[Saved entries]
^^^^

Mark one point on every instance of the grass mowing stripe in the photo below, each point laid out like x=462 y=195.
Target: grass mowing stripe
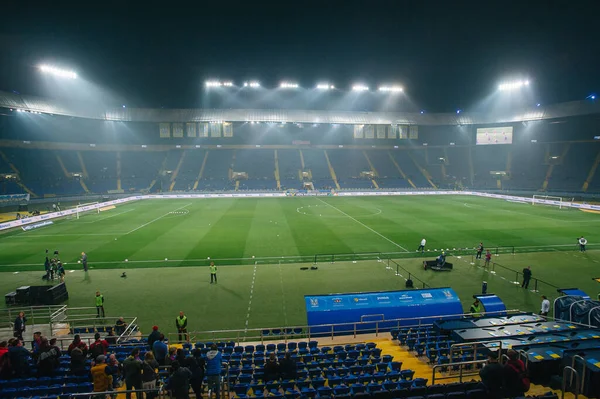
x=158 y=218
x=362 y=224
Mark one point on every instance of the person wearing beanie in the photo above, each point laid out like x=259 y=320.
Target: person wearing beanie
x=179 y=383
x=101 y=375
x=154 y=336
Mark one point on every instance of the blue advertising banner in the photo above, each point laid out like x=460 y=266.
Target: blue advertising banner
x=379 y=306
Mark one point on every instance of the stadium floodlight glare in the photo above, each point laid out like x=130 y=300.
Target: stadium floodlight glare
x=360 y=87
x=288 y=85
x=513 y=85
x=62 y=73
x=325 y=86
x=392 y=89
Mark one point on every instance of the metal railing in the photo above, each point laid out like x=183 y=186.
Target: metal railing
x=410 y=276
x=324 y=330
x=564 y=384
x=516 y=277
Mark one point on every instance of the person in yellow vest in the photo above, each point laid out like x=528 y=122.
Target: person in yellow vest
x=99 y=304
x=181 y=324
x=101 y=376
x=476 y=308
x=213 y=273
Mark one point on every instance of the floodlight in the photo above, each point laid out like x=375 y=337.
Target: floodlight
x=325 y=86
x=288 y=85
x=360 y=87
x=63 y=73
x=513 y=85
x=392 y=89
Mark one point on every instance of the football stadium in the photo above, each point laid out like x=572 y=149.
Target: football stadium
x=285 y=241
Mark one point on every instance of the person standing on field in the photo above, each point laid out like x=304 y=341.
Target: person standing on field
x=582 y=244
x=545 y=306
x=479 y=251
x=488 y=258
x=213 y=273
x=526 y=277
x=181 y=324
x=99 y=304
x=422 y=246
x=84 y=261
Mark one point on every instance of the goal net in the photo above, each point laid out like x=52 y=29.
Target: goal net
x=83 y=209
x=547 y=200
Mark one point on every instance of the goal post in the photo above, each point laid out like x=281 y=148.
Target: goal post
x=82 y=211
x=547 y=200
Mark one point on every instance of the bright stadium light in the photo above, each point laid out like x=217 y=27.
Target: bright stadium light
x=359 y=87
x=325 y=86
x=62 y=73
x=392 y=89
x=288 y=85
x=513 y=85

^^^^

Instructions for the task:
Return all the data above as written, leaving out only the pictures.

Finished exercise:
Mark one point on every instance of the grass mowing stripe in the photo below, each point laid out like x=462 y=195.
Target: grass mowing stripe
x=158 y=218
x=362 y=224
Mark one point on every instance of the person wearing beanie in the photo above, each point laid out like x=259 y=320.
Target: person wearing beanie
x=179 y=383
x=101 y=375
x=154 y=336
Mark one point on every instance of the blue advertising banner in the photo above, each point laid out like x=460 y=266.
Target: blue advertising banner
x=379 y=306
Mark one point on every instance of the stadium floodlight glare in the photo above, each point laid out like x=130 y=300.
Target: stadium floodlight glare
x=360 y=87
x=288 y=85
x=513 y=85
x=62 y=73
x=325 y=86
x=392 y=89
Mark one point on every instance of the metal railing in the photo above, each point laid out like x=183 y=186.
Target: metal railing
x=410 y=276
x=324 y=330
x=564 y=384
x=516 y=277
Mark one point on every instance of the person in yellow vest in the photo above, each point laid out like x=528 y=122.
Target: person in yellow vest
x=99 y=304
x=181 y=324
x=101 y=376
x=476 y=308
x=213 y=273
Mark one point on every instance of the floodlight in the photo above, each point laid out like x=375 y=337.
Target: floodlight
x=325 y=86
x=288 y=85
x=360 y=87
x=63 y=73
x=513 y=85
x=392 y=89
Mark one point on every instance of the football stadium in the photo above, each point laid out like x=572 y=149.
Target: football stadium
x=285 y=241
Mark one point on every instance of the person standing on field in the photo above, each point laid out like x=304 y=341.
Target: person standing on field
x=582 y=244
x=545 y=306
x=479 y=251
x=488 y=258
x=213 y=273
x=526 y=277
x=181 y=324
x=99 y=304
x=422 y=246
x=84 y=261
Mark one point on every instance of the goal net in the photo above, each point laid out like x=52 y=29.
Target: goal net
x=83 y=209
x=547 y=200
Mark one point on every instance of the goal post in the photo above, each point laid out like x=281 y=148.
Target: goal post
x=82 y=211
x=547 y=200
Mark one point on every instance of the bright stadium light in the photo above, each point laid out like x=217 y=27.
Target: bright stadium light
x=359 y=87
x=325 y=86
x=62 y=73
x=392 y=89
x=288 y=85
x=513 y=85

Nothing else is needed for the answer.